### KURZE AUFGABE
Wie viele Studiengänge childhood studies gibt es laut dem Seitenauszug in England? Bitte antworte in einem Satz.

### SEITENAUSZUG
◇ ◇ ◇ ◇
Sie wollen Ihre Kindheitswissenschaftler auch in Parteien schicken.

Ich sehe in dem Studiengang auch ein politisches Konzept. Kindheitswissenschaftler sind die Fachleute schlechthin. Und wenn sich die Politik endlich für Kinder wieder interessiert, dann sollen sie dahin.

Ist es nicht naiv, sich von den 30 Absolventen grundlegende Änderungen des Systems zu erhoffen?

Wenn man das so formuliert, dann ist es natürlich naiv. Aber wenn man bedenkt, dass wir ab dem nächsten Jahr 60 Studenten haben, dann noch mal 60 und wieder 60, dann ist das schon eine größere Zahl. In England gibt es über 70 Studiengänge childhood studies. Wir werden in Deutschland nicht allein bleiben, in zehn Jahren wird es hier mindestens fünf weitere Studiengänge geben.

In anderen Ländern haben Kindergärternerinnen studiert.

Das genau ist das Kardinalproblem in Deutschland. Aber zum Glück gibt es auch hier inzwischen Studiengänge. Natürlich kann man sagen: Was sind vereinzelte Studiengänge bei 42.000 Kindergärten? Aber ich denke: Wir fangen endlich an.

Die akademisch gebildeten Kindergärtnerinnen werden auf dem Arbeitsmarkt mit Ihren Absolventen konkurrieren. Wird das ein Konflikt?

Nein, ich sehe beides als einen Aufbruch und Neuanfang. Wir brauchen beides und ich wünsche mir, dass Absolventen aus den verschiedenen Bereichen endlich zusammenarbeiten.

Wie rekrutieren Sie Ihre StudentInnen?

Bislang müssen wir aus 300 Bewerbungen nach Abiturnote und Wartezeit wählen, leider. Wir würden in Zukunft aber gerne Auswahlgespräche führen, zumindest mit einem Teil der Bewerber. Denn ich hätte gern ein paar Leute mit Praxiserfahrung dabei, die vielleicht auch schon etwas älter sind. Und nicht direkt vom Gymnasium kommen. Möglicherweise ist das schon ab dem nächsten Jahr möglich.

Gerade sind wieder nationale Pisa-Ergebnisse veröffentlicht worden. Wie bewerten Sie diesen Schulvergleich?

Pisa hat gezeigt, dass in Deutschland das Schulsystem unterdurchschnittlich ist. Und Pisa hat auch gezeigt, dass wir nicht einfach so weiterwursteln können. Wir müssen uns die internationalen Werte und Erfahrungen anschauen. Dass das nun passiert – da hat Pisa sicherlich etwas Positives bewirkt.
◇ ◇ ◇ ◇
### VORLIEGENDES MATERIAL

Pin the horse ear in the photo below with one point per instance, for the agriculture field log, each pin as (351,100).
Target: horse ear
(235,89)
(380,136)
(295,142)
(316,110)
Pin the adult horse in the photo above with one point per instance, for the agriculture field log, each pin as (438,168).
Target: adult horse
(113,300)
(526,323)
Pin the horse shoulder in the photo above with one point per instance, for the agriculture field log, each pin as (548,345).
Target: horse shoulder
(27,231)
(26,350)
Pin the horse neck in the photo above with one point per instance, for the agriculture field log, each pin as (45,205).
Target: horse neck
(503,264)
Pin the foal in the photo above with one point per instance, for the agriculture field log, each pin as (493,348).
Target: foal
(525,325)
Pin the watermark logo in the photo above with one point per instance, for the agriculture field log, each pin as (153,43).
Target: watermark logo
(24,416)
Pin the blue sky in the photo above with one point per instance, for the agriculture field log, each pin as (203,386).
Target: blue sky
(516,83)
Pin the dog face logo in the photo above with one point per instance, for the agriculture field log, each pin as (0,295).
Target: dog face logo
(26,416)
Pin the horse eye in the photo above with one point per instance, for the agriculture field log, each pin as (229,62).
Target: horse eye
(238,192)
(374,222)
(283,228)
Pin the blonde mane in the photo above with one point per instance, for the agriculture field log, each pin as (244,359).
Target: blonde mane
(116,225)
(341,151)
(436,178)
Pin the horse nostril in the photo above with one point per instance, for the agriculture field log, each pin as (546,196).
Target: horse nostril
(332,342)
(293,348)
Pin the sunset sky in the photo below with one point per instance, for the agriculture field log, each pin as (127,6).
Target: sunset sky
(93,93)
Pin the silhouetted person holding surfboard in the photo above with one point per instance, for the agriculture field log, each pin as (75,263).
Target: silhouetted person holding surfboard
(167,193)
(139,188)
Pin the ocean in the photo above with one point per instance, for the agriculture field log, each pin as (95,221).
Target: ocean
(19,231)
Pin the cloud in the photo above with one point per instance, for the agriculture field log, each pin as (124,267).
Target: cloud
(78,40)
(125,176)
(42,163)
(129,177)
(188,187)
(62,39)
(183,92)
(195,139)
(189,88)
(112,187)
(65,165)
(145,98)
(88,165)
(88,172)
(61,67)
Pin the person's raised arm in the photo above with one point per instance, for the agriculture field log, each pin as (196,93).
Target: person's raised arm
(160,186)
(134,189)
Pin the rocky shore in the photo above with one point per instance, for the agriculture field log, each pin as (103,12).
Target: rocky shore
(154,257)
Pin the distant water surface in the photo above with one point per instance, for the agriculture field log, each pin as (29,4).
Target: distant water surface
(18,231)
◇ ◇ ◇ ◇
### ANTWORT ZUR AUFGABE
In England gibt es über 70 Studiengänge childhood studies.